• **Assignment**: Reproduce the full listing as it stands. Images do not belong in the copy.

<<<<

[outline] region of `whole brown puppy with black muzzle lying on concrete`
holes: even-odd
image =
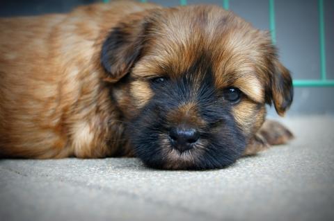
[[[221,168],[292,135],[267,33],[217,6],[116,2],[0,19],[2,157],[140,157]]]

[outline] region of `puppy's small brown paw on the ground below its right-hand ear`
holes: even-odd
[[[257,134],[260,134],[270,145],[285,144],[294,138],[287,127],[271,120],[264,121]]]

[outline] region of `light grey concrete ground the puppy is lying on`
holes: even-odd
[[[334,117],[285,119],[296,139],[230,168],[138,159],[0,160],[1,220],[333,220]]]

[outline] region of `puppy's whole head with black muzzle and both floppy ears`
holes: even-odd
[[[284,114],[292,80],[266,33],[214,6],[147,11],[113,28],[102,65],[134,150],[148,166],[221,168]]]

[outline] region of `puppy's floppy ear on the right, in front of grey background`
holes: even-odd
[[[271,100],[275,106],[276,112],[283,116],[289,109],[294,98],[294,87],[289,70],[286,69],[276,58],[272,62],[271,71]]]

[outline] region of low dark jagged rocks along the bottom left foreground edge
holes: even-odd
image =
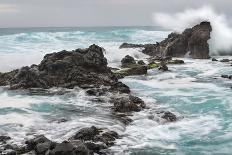
[[[114,144],[119,138],[117,132],[102,130],[95,126],[82,128],[69,140],[56,143],[43,135],[25,142],[25,146],[7,145],[3,154],[36,154],[36,155],[93,155],[105,154],[104,149]]]

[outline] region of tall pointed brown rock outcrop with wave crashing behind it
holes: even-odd
[[[186,29],[182,34],[171,33],[156,44],[134,45],[123,43],[120,48],[144,48],[142,52],[150,56],[184,57],[189,54],[192,58],[208,59],[210,32],[209,22],[201,22],[193,28]]]

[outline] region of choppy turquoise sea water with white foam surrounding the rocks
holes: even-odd
[[[106,49],[110,66],[118,66],[127,54],[146,58],[136,49],[118,49],[122,42],[160,41],[168,31],[148,27],[0,29],[0,71],[39,63],[45,53],[88,47]],[[122,81],[142,97],[150,109],[133,116],[125,127],[110,112],[108,98],[98,102],[83,90],[51,89],[9,91],[0,88],[0,133],[20,143],[33,134],[62,141],[79,128],[97,125],[123,135],[111,148],[115,154],[232,154],[232,74],[228,63],[184,59],[170,65],[170,72],[150,70],[147,76]],[[179,116],[175,123],[158,122],[157,109]],[[59,123],[60,119],[67,122]]]

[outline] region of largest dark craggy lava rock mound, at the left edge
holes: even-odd
[[[12,89],[86,88],[111,86],[115,82],[117,78],[107,67],[103,48],[97,45],[47,54],[39,65],[0,74],[0,85],[10,85]]]

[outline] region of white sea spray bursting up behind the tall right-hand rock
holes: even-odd
[[[182,32],[187,27],[193,27],[201,21],[210,21],[213,31],[210,44],[210,55],[232,54],[232,28],[224,14],[217,13],[212,7],[204,6],[198,9],[187,9],[176,14],[155,13],[156,25]]]

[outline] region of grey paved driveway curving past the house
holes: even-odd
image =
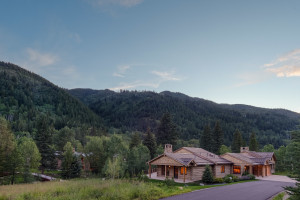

>>>>

• **Solution to the problem**:
[outline] region of `whole brown puppy with black muzzle lying on concrete`
holes: even-odd
image =
[[[221,168],[292,135],[267,33],[217,6],[116,2],[0,19],[2,157],[140,157]]]

[outline] region of `puppy's small brown paw on the ground below its right-hand ear`
holes: even-odd
[[[257,134],[260,134],[270,145],[285,144],[294,138],[287,127],[271,120],[264,121]]]

[outline] region of `light grey concrete ground the puppy is lying on`
holes: even-odd
[[[334,117],[285,119],[296,139],[230,168],[138,159],[0,160],[1,220],[333,220]]]

[outline] region of `puppy's whole head with black muzzle and both floppy ears`
holes: even-odd
[[[284,114],[292,80],[266,33],[214,6],[147,11],[113,28],[102,65],[134,150],[148,166],[221,168]]]

[outline] region of `puppy's floppy ear on the right, in front of grey background`
holes: even-odd
[[[271,100],[275,106],[276,112],[283,116],[289,109],[294,98],[294,87],[289,70],[286,69],[276,58],[272,62],[271,71]]]

[outline] region of low dark jagged rocks along the bottom left foreground edge
holes: even-odd
image =
[[[114,144],[119,138],[117,132],[102,130],[95,126],[82,128],[69,140],[56,143],[43,135],[25,142],[25,146],[7,145],[3,154],[36,154],[36,155],[93,155],[105,154],[104,149]]]

[outline] region of tall pointed brown rock outcrop with wave crashing behind it
holes: even-odd
[[[186,29],[182,34],[171,33],[156,44],[134,45],[123,43],[120,48],[144,48],[142,52],[150,56],[184,57],[189,54],[192,58],[208,59],[210,32],[209,22],[201,22],[193,28]]]

[outline] region of choppy turquoise sea water with white foam surrounding the rocks
holes: even-odd
[[[106,49],[110,66],[118,66],[127,54],[146,58],[136,49],[118,49],[122,42],[160,41],[168,31],[148,27],[0,29],[0,71],[39,63],[45,53],[88,47]],[[122,81],[142,97],[150,109],[133,116],[125,127],[110,112],[108,98],[98,102],[83,90],[51,89],[9,91],[0,88],[0,133],[20,143],[33,134],[62,141],[79,128],[97,125],[123,135],[111,148],[115,154],[232,154],[232,74],[228,63],[184,59],[170,65],[170,72],[150,70],[147,76]],[[179,116],[175,123],[158,122],[157,109]],[[59,123],[60,119],[67,122]]]

[outline] region of largest dark craggy lava rock mound, at the left edge
holes: even-odd
[[[12,89],[86,88],[111,86],[115,82],[117,78],[107,67],[103,48],[97,45],[47,54],[39,65],[0,74],[0,85],[10,85]]]

[outline] region of white sea spray bursting up behind the tall right-hand rock
holes: even-odd
[[[182,32],[187,27],[193,27],[201,21],[210,21],[213,31],[210,44],[210,55],[232,54],[232,28],[224,14],[217,13],[212,7],[204,6],[198,9],[187,9],[176,14],[155,13],[156,25]]]

[outline] region of grey paved driveway curving past the house
holes: even-odd
image =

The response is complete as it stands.